- Tasks for this exercise
(1) Decide whether each statement agrees with the recipe, answering yes or no and quoting the exact words of the recipe that settle it: (a) The recipe serves 9 eggs. (b) The eggs sit covered in the hot water for 13 minutes during pre-boiling. (c) The liquid calls for 3 star anise.
(2) Write out the part of the records that opens with the line containing "target | car's open rear door" and closes with the line containing "column 308, row 148", swapping in "requested" wherever "wanted" appears and leaving everything else unchanged.

- Document section
━━━━━━━━━━━━━━━━━━━━━━━━━━━━━━

Prep time: 20 mins  Cook time: 4 hours  Total time: 4 hours 20 mins

Serves: 9 eggs

You'll need:

  • Pre-boiling:
  • 9 eggs
  • Fill water up to 1″ above surface of eggs
  • 1 tsp salt
  • Liquid:
  • 6 cups water
  • 3 tbsp loose pu-erh tea leaves (普洱茶)
  • 1 cinnamon stick
  • 3 star anise
  • 4 1/2 tbsp light soy sauce
  • 1 1/2 tsp dark soy sauce
  • 1 1/2 tbsp light brown sugar
  • 1/2 tsp whole black peppercorn
  • A couple pieces of dried orange peel (store-bought or homemade)

Approach:

  1. Get your liquid and spices going by heating it up in a pot or sauce pan. Bring it to a boil then leave it to simmer.
  2. Pre-boil the eggs in another pot by filling water up to 1″ over the surface of the eggs. Turn on the heat, add 1 tsp of salt, and let it cook until it’s reached the boiling point. Once water starts to boil, turn off the heat, and let the eggs sit in the hot water. Cover with lid, and set your timer for 8 minutes. (A perfect hard-boiled takes 13 minutes, but we’re PRE-boiling here.)

━━━━━━━━━━━━━━━━━━━━━━━━━━━━━━

- Records for the exercise
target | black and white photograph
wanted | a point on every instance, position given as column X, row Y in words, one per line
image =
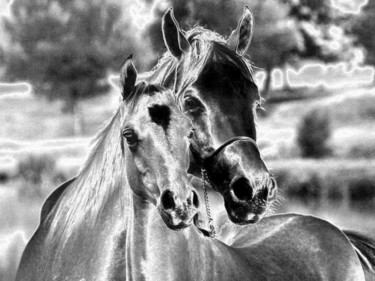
column 187, row 140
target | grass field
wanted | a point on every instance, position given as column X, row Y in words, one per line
column 35, row 126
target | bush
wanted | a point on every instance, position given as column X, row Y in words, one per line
column 313, row 134
column 362, row 193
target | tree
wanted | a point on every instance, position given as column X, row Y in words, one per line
column 362, row 27
column 313, row 134
column 65, row 48
column 277, row 38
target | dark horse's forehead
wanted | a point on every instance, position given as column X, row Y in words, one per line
column 160, row 114
column 225, row 69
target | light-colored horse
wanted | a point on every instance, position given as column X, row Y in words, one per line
column 287, row 247
column 217, row 92
column 83, row 230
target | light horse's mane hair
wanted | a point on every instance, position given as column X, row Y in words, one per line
column 103, row 174
column 206, row 45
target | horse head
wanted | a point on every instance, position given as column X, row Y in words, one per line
column 155, row 144
column 216, row 90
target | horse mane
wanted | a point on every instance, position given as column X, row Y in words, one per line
column 206, row 45
column 100, row 177
column 103, row 173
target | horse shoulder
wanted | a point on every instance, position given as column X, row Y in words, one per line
column 332, row 250
column 53, row 198
column 295, row 241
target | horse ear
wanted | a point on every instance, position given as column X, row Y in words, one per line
column 239, row 40
column 175, row 41
column 128, row 76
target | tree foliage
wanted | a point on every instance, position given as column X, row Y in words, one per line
column 65, row 48
column 285, row 31
column 313, row 134
column 362, row 27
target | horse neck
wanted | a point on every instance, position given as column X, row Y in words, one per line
column 155, row 252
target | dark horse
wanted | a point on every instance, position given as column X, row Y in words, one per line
column 134, row 184
column 83, row 225
column 216, row 90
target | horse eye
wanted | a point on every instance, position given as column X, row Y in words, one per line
column 191, row 102
column 130, row 136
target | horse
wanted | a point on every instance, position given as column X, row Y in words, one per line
column 216, row 90
column 214, row 85
column 288, row 247
column 83, row 225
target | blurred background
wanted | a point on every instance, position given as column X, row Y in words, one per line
column 314, row 63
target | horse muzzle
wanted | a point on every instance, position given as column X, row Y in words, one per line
column 237, row 171
column 178, row 214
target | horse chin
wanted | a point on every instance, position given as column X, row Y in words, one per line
column 239, row 215
column 171, row 224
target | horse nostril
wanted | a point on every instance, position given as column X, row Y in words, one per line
column 242, row 189
column 263, row 194
column 195, row 199
column 167, row 200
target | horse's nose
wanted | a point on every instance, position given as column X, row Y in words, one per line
column 171, row 201
column 180, row 209
column 242, row 189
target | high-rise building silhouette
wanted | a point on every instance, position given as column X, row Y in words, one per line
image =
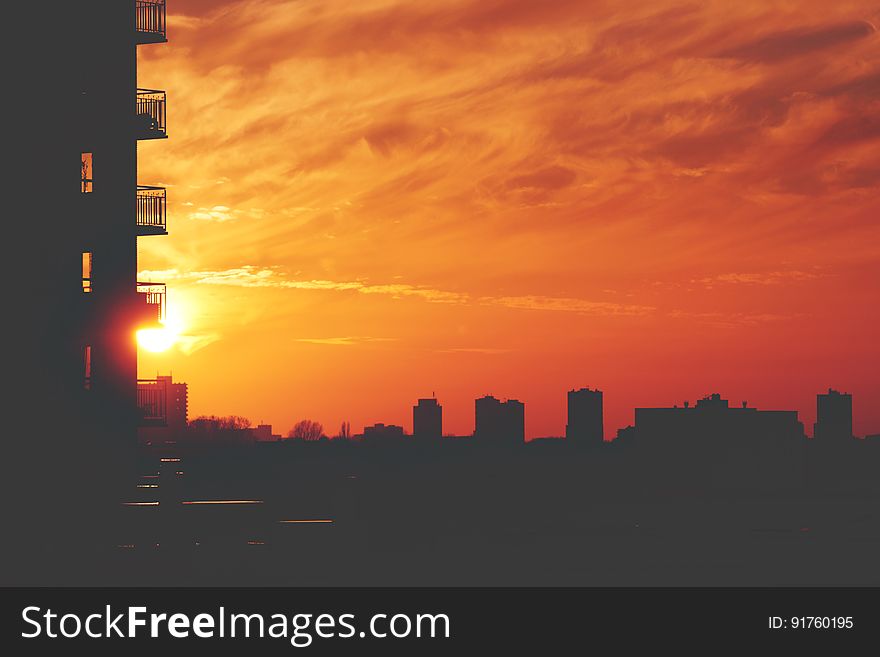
column 428, row 419
column 76, row 243
column 499, row 422
column 585, row 425
column 833, row 416
column 383, row 432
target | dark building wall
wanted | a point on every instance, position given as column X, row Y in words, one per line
column 585, row 424
column 833, row 416
column 428, row 419
column 72, row 90
column 499, row 422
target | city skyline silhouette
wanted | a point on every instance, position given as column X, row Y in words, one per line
column 668, row 199
column 314, row 213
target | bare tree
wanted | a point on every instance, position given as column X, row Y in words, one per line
column 306, row 430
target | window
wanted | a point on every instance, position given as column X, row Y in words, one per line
column 87, row 182
column 87, row 367
column 87, row 271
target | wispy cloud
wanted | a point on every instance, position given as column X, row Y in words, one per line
column 251, row 276
column 760, row 278
column 344, row 341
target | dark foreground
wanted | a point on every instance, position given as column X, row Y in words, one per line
column 318, row 515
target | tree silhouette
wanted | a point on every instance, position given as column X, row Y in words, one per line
column 306, row 430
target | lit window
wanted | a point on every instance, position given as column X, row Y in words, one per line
column 87, row 367
column 87, row 271
column 87, row 173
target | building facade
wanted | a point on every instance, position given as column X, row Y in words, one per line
column 833, row 416
column 428, row 419
column 497, row 422
column 585, row 424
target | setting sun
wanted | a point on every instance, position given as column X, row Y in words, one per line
column 162, row 338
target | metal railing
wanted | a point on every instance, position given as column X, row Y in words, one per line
column 152, row 401
column 154, row 295
column 151, row 209
column 150, row 18
column 150, row 113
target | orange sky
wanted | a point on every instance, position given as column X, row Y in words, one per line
column 370, row 201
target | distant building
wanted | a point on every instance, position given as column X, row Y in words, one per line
column 428, row 419
column 713, row 417
column 716, row 444
column 263, row 433
column 585, row 425
column 499, row 422
column 833, row 416
column 383, row 432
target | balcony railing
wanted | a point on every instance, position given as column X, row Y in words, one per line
column 150, row 21
column 151, row 211
column 152, row 400
column 150, row 114
column 154, row 300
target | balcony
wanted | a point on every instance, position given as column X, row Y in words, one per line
column 151, row 210
column 150, row 119
column 153, row 295
column 150, row 21
column 152, row 401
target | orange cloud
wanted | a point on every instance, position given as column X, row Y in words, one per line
column 657, row 198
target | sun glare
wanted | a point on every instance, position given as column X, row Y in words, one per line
column 160, row 339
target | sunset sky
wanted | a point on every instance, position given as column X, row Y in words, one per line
column 372, row 201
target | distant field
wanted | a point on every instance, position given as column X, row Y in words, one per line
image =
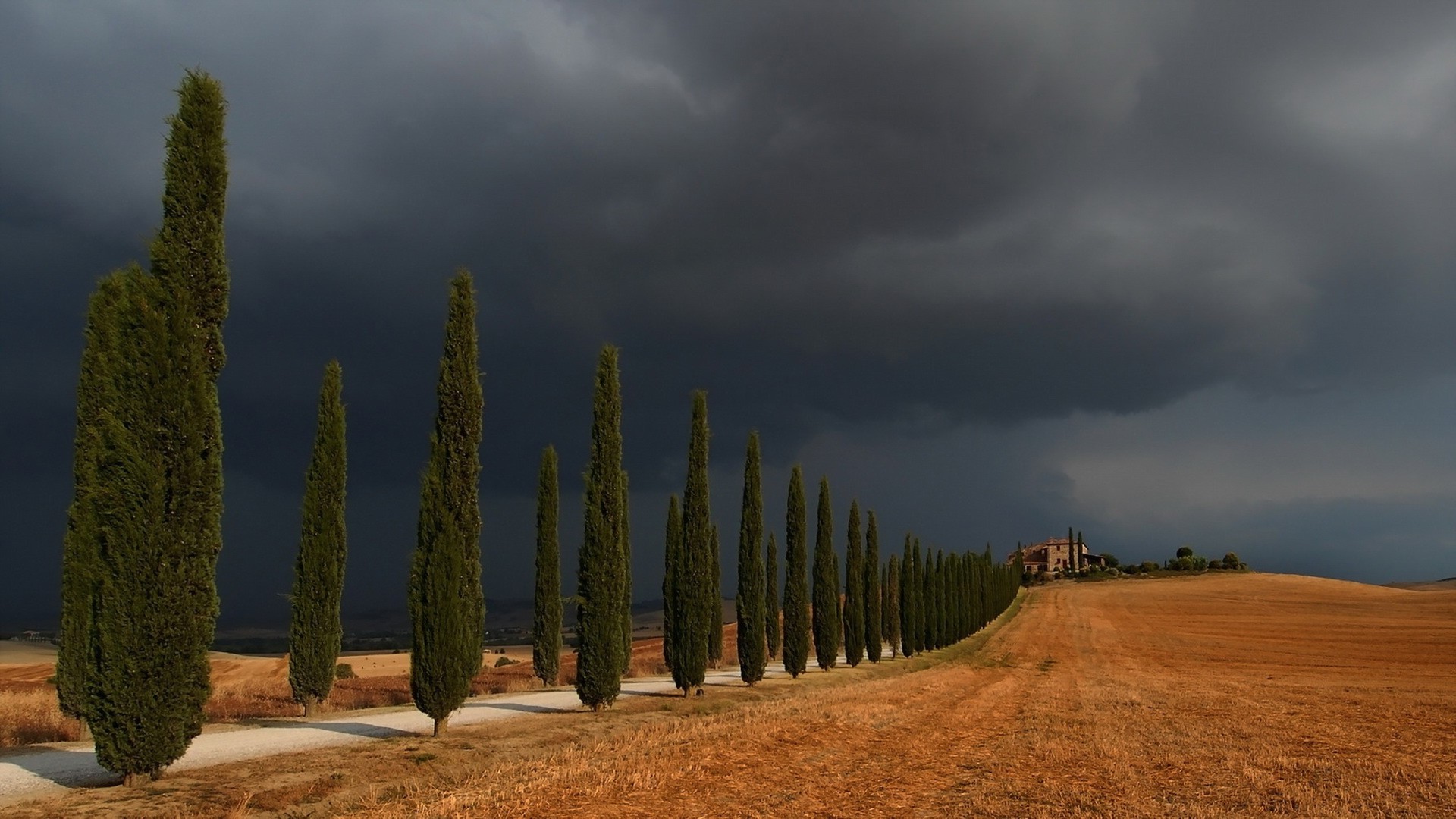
column 1196, row 697
column 1448, row 585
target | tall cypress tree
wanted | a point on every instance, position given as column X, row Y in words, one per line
column 750, row 599
column 695, row 573
column 943, row 601
column 918, row 596
column 546, row 624
column 158, row 500
column 672, row 580
column 884, row 602
column 795, row 579
column 928, row 602
column 893, row 605
column 908, row 602
column 854, row 591
column 601, row 573
column 80, row 547
column 316, row 632
column 446, row 604
column 626, row 576
column 874, row 605
column 715, row 607
column 826, row 585
column 770, row 596
column 145, row 675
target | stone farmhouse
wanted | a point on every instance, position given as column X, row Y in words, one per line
column 1055, row 556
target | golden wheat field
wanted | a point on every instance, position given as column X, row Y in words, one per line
column 243, row 689
column 1244, row 694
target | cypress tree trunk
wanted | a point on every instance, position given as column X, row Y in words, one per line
column 158, row 499
column 906, row 602
column 672, row 579
column 715, row 607
column 316, row 632
column 80, row 550
column 826, row 585
column 854, row 591
column 893, row 605
column 770, row 596
column 601, row 570
column 874, row 602
column 750, row 599
column 695, row 577
column 626, row 576
column 446, row 604
column 546, row 624
column 795, row 580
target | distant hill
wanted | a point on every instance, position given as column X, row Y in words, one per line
column 1445, row 585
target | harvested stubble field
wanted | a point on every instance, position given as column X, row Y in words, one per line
column 243, row 689
column 1185, row 697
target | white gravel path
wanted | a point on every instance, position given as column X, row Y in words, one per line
column 27, row 774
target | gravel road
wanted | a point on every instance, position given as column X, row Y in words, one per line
column 31, row 773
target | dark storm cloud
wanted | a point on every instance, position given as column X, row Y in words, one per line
column 887, row 219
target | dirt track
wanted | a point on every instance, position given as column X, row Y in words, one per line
column 1184, row 697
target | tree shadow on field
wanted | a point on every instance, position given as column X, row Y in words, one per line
column 522, row 707
column 351, row 729
column 673, row 694
column 72, row 768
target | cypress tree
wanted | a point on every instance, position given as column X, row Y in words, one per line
column 446, row 604
column 874, row 605
column 80, row 547
column 918, row 596
column 750, row 599
column 672, row 579
column 893, row 605
column 546, row 626
column 316, row 632
column 695, row 573
column 715, row 608
column 150, row 497
column 626, row 576
column 826, row 585
column 943, row 601
column 795, row 580
column 928, row 602
column 854, row 591
column 158, row 500
column 770, row 596
column 906, row 602
column 601, row 575
column 884, row 604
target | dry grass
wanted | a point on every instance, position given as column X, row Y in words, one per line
column 28, row 714
column 1204, row 697
column 243, row 689
column 1184, row 697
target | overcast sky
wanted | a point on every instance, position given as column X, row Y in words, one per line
column 1165, row 271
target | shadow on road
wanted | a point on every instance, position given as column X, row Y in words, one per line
column 71, row 768
column 522, row 707
column 351, row 729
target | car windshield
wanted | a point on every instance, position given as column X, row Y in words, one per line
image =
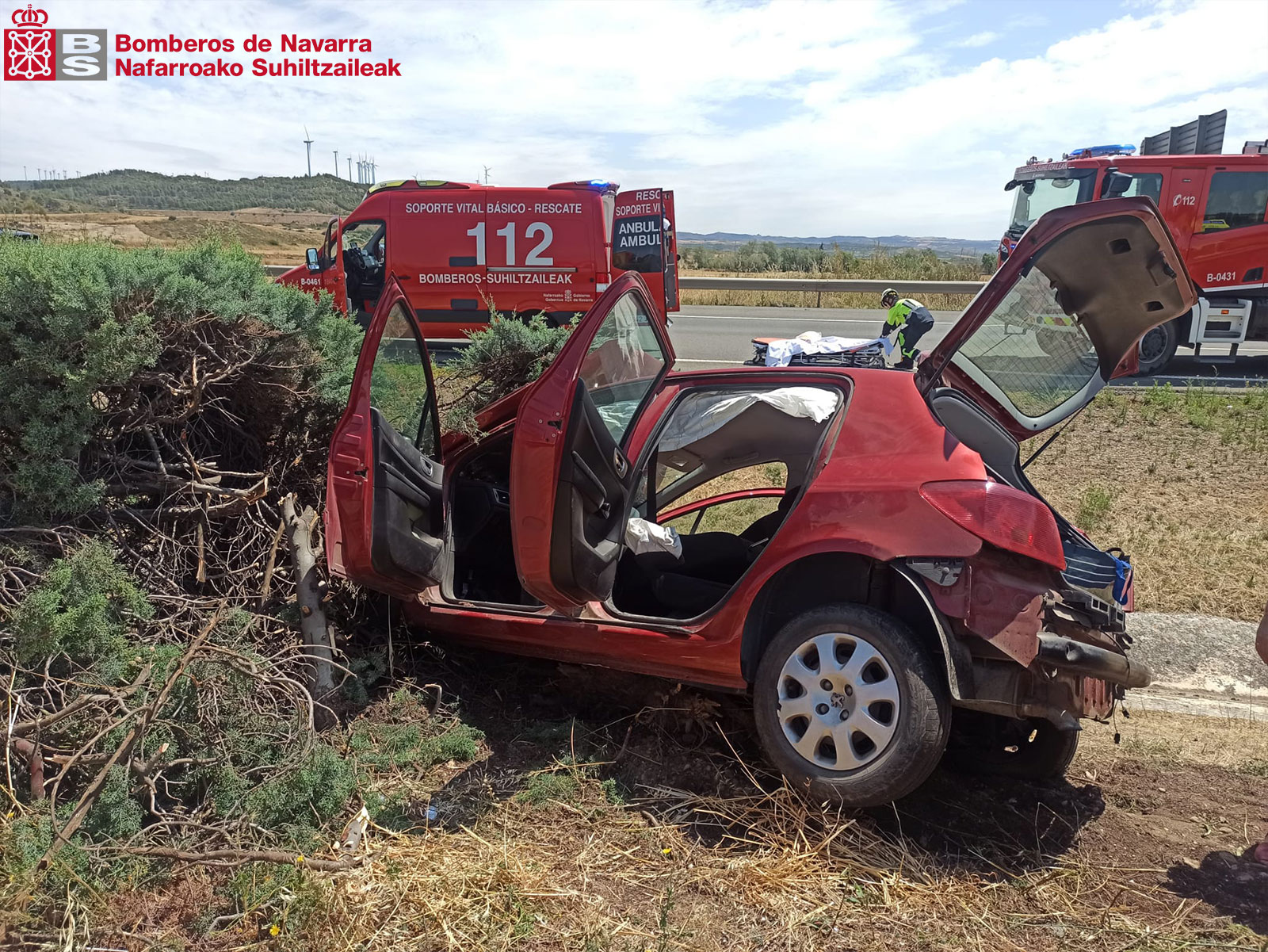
column 1030, row 353
column 1033, row 197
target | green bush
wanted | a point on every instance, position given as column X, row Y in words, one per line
column 501, row 357
column 82, row 607
column 84, row 326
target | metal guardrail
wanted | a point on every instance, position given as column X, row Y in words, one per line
column 815, row 285
column 828, row 285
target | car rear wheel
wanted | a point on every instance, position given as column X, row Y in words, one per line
column 1157, row 349
column 1029, row 748
column 851, row 706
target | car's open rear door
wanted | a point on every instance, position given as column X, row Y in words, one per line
column 571, row 474
column 384, row 515
column 1064, row 313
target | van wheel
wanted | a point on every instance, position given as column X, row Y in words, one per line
column 851, row 706
column 1029, row 748
column 1157, row 349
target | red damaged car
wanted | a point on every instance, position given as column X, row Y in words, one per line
column 899, row 582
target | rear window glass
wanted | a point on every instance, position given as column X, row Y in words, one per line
column 1030, row 349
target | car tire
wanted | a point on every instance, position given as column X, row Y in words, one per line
column 900, row 709
column 1157, row 349
column 1026, row 748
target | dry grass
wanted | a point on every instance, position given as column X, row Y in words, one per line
column 807, row 298
column 1236, row 744
column 278, row 237
column 766, row 870
column 1177, row 480
column 651, row 832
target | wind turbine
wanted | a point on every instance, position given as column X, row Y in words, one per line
column 308, row 148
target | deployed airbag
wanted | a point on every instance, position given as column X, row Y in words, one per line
column 644, row 537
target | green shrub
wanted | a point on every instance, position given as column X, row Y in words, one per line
column 307, row 797
column 548, row 786
column 82, row 607
column 501, row 357
column 82, row 326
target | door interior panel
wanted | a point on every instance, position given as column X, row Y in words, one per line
column 591, row 505
column 407, row 530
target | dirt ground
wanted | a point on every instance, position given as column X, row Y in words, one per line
column 618, row 812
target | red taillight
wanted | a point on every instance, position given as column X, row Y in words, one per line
column 999, row 515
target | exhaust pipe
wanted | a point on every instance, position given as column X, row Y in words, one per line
column 1090, row 660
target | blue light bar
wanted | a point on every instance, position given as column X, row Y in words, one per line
column 1094, row 151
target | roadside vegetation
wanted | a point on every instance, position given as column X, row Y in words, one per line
column 1174, row 477
column 769, row 260
column 133, row 188
column 190, row 763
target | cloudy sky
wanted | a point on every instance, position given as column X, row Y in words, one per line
column 781, row 118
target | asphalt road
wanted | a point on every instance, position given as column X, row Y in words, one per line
column 720, row 336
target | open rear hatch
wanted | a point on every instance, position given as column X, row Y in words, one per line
column 1048, row 332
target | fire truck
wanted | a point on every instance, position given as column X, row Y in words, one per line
column 1215, row 205
column 463, row 251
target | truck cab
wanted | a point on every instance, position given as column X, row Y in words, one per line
column 463, row 251
column 1215, row 205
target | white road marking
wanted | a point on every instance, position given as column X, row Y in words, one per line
column 790, row 319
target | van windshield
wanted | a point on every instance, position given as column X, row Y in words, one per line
column 1033, row 197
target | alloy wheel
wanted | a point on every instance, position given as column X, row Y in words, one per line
column 838, row 702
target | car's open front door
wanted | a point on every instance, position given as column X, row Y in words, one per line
column 384, row 515
column 571, row 473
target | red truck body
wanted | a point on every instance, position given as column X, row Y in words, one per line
column 1215, row 205
column 466, row 250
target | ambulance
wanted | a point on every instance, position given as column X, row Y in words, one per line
column 464, row 251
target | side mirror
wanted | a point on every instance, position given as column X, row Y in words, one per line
column 1116, row 185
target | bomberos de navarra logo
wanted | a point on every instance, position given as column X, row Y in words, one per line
column 35, row 52
column 32, row 51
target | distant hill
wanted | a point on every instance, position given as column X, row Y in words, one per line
column 132, row 188
column 944, row 247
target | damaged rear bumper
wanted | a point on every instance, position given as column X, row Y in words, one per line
column 1092, row 662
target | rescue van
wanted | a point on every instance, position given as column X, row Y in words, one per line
column 1215, row 205
column 463, row 251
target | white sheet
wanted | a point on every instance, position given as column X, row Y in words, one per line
column 781, row 353
column 704, row 412
column 644, row 537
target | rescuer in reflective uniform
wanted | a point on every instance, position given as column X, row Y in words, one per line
column 912, row 319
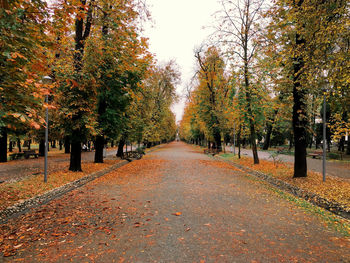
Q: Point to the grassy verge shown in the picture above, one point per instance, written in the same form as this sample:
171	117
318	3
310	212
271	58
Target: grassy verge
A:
334	189
13	192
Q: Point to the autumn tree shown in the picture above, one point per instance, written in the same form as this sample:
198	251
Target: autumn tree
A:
307	33
22	61
237	30
211	85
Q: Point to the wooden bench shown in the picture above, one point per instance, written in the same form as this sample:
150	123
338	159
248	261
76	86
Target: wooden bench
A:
316	154
29	153
15	156
132	155
211	151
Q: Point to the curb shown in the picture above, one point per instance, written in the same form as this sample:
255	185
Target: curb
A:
313	198
24	206
36	201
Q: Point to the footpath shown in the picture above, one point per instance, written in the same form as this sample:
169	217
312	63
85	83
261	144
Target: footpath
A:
174	205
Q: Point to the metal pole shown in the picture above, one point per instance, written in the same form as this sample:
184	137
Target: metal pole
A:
46	138
234	139
324	137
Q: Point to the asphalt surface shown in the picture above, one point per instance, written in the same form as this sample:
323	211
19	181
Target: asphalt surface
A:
174	205
18	169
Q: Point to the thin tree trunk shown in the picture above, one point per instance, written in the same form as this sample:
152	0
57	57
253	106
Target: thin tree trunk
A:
19	145
3	145
75	156
239	141
10	146
66	144
42	147
121	147
99	145
299	113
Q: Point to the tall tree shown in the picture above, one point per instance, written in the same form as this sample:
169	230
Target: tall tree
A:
22	63
237	30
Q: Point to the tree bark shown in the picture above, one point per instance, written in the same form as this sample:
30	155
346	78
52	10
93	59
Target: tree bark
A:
19	145
81	34
3	145
42	147
121	147
239	141
10	147
75	156
299	112
66	144
99	145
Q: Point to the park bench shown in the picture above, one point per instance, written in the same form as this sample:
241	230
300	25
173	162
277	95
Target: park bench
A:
15	156
132	155
29	153
211	151
316	154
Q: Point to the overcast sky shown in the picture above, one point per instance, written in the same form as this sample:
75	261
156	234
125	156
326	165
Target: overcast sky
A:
177	30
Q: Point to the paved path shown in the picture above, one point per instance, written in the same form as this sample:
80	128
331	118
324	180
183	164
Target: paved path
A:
334	168
15	170
175	205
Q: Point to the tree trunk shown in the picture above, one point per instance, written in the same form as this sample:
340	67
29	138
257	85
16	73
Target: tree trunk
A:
75	155
66	144
269	131
239	141
3	145
99	144
10	146
121	147
19	145
268	137
341	147
299	112
42	147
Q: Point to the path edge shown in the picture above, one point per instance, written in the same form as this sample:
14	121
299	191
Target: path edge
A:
24	206
313	198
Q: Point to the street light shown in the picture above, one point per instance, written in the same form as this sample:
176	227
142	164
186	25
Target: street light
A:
46	80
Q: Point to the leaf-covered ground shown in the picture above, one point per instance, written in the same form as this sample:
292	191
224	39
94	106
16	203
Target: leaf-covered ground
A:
175	205
333	189
13	192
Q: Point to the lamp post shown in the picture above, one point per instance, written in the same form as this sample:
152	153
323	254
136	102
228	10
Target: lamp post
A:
234	139
324	75
46	80
324	135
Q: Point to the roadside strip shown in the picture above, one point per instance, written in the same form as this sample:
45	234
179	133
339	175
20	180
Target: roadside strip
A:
24	206
313	198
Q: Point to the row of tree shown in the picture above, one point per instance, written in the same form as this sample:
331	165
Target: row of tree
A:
105	83
264	75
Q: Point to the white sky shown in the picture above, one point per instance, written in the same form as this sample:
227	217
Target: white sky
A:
177	30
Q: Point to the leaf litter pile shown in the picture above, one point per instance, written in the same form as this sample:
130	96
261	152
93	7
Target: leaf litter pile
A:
334	189
70	223
13	192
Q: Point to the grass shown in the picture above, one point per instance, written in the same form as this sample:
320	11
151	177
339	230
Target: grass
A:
13	192
338	188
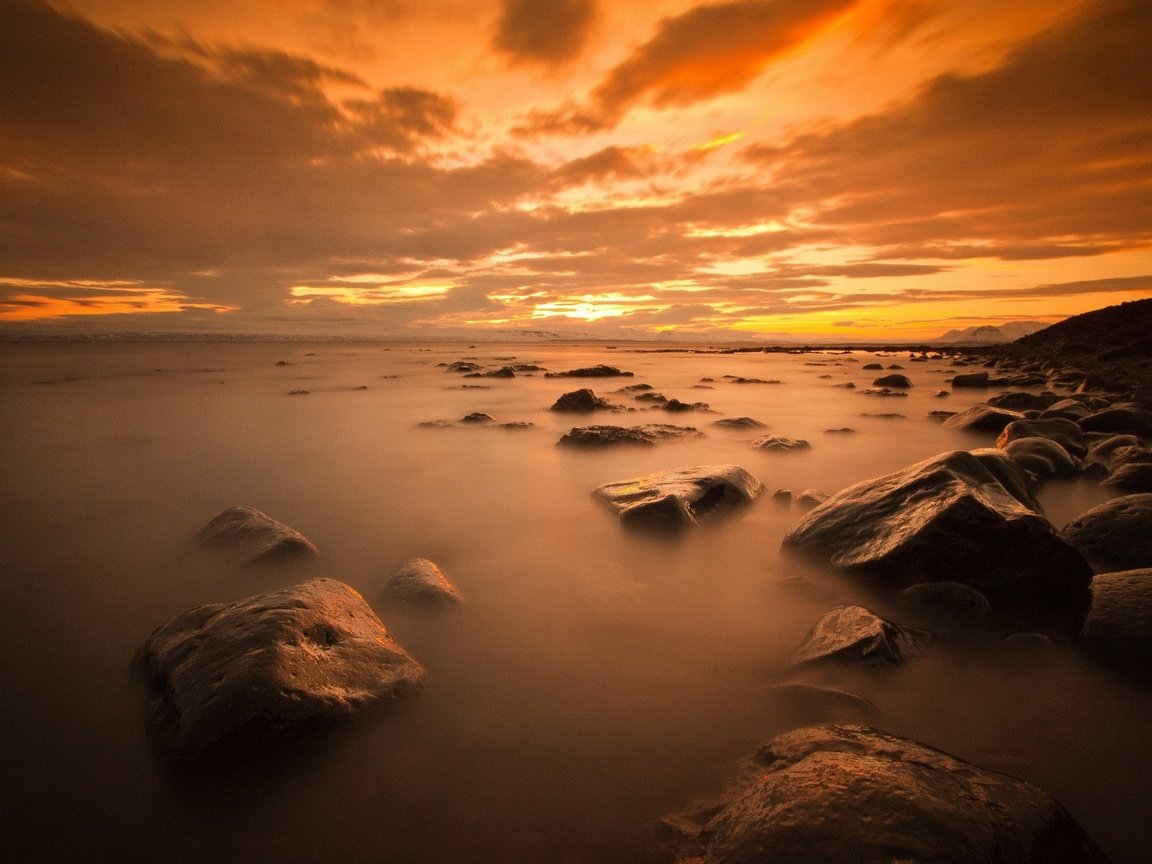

━━━━━━━━━━━━━━━━━━━━━━━━━━━━━━

- Results
(1)
(a) Yes: "Serves: 9 eggs"
(b) No: "set your timer for 8 minutes"
(c) Yes: "3 star anise"

(2)
target | car's open rear door
requested | a point on every instance, position given as column X, row Y in words, one per line
column 571, row 474
column 384, row 515
column 1064, row 313
target | van wheel
requested | a point on every instance, position given as column X, row Y in words, one per line
column 851, row 706
column 1029, row 748
column 1157, row 349
target | red damaged car
requested | a point on every instance, position given as column X, row Y in words, one per line
column 899, row 582
target | rear window glass
requested | a point on every instance, position given as column X, row Y in words, one per line
column 1030, row 349
target | car tire
requested | a point on every instance, position given as column X, row Y in words, one per line
column 900, row 709
column 1157, row 349
column 1026, row 748
target | dry grass
requested | a point on every instance, position given as column X, row Y in words, one per line
column 807, row 298
column 1236, row 744
column 278, row 237
column 766, row 870
column 1177, row 480
column 651, row 832
target | wind turbine
requested | a point on every instance, position given as column X, row Y in words, one per line
column 308, row 148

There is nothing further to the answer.